--- Begin Reading text ---

Learning about food, photography, and writing. Sharing what I find.


Sunday, February 28, 2010

Shepherd's Pie Warms My Heart

There are few American comfort foods that I actually crave. I'm not much of a Tuna-Noodle Casserole girl and my mom never made American Chop Suey. Rather, I lean toward other cultures' comfort foods: (Real Italian) Spaghetti, Meatballs, and Sausage; piping hot Miso Soup; and good old Irish Shepherd's Pie.

I especially like to think about how a dish like Shepherd's Pie came into being. It is so obviously a dish of necessity rather than snobbery. So, if you prepare it with this in mind, the flavors will be rich and your mind will flash with images of rolling Irish pastures (Okay, maybe not really, but you'll have a full, warm belly at least—something invaluable in the perpetual rain and gloom on those rolling hills).

When a friend requested a good Shepherd's Pie recipe, it was a chance for me to simulate some of the many delicious versions I've had on both sides of the Atlantic. We start with the basics:

A cheaply and easily acquired fresh herb—Parsley.

--- End Reading text ---

* **Written instruction 1**:
Repeat the entries from the line containing "Can you see the white sheet" through the last line of the entries.

--- Begin Task data ---

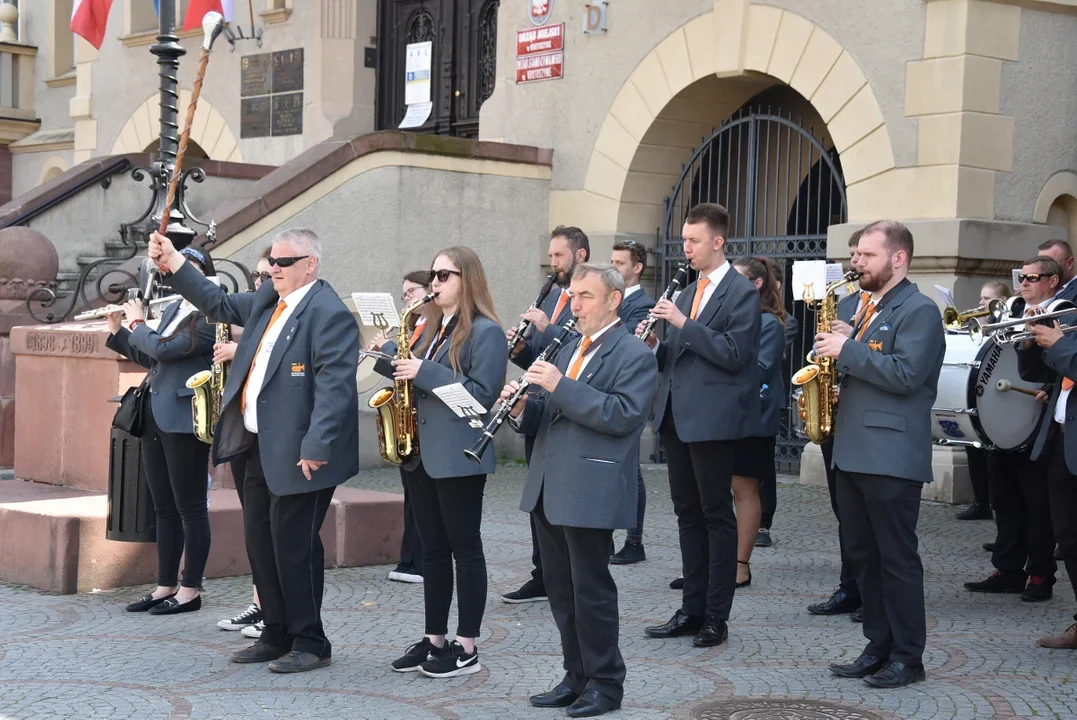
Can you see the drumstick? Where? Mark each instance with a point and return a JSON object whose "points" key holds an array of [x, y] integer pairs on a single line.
{"points": [[1005, 385]]}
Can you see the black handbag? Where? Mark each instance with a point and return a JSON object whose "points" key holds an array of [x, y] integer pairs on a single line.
{"points": [[128, 418]]}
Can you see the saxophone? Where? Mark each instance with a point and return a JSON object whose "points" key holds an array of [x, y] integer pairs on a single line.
{"points": [[816, 380], [209, 390], [396, 410]]}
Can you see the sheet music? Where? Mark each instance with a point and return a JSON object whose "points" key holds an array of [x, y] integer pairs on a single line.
{"points": [[376, 309], [460, 401]]}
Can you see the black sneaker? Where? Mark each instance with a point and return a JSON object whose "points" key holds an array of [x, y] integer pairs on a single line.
{"points": [[632, 552], [532, 591], [450, 663], [249, 617], [416, 655]]}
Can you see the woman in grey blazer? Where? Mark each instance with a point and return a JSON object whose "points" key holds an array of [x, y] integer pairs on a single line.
{"points": [[755, 455], [176, 461], [462, 342]]}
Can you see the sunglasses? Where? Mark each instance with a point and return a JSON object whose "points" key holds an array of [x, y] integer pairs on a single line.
{"points": [[443, 276], [285, 262]]}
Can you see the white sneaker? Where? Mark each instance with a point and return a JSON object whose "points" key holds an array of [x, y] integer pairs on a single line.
{"points": [[249, 617], [254, 631]]}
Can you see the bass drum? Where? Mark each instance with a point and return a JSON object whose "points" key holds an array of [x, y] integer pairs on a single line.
{"points": [[978, 401]]}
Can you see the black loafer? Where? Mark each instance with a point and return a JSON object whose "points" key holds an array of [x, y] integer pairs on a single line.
{"points": [[147, 603], [562, 695], [861, 667], [591, 704], [896, 675], [680, 624], [297, 661]]}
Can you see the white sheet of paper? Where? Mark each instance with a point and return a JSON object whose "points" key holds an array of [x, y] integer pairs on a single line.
{"points": [[376, 309], [460, 401]]}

--- End Task data ---

* **Written instruction 2**:
Transcribe the part of the Shepherd's Pie post that opens with the words containing "Shepherd's Pie Warms" and closes with "Irish Shepherd's Pie.".

* **Correct answer 1**:
Can you see the white sheet of paper? Where? Mark each instance with a point and return a JSON object whose "points" key holds an array of [x, y] integer pairs on a single line.
{"points": [[376, 309], [460, 401]]}

* **Correct answer 2**:
Shepherd's Pie Warms My Heart

There are few American comfort foods that I actually crave. I'm not much of a Tuna-Noodle Casserole girl and my mom never made American Chop Suey. Rather, I lean toward other cultures' comfort foods: (Real Italian) Spaghetti, Meatballs, and Sausage; piping hot Miso Soup; and good old Irish Shepherd's Pie.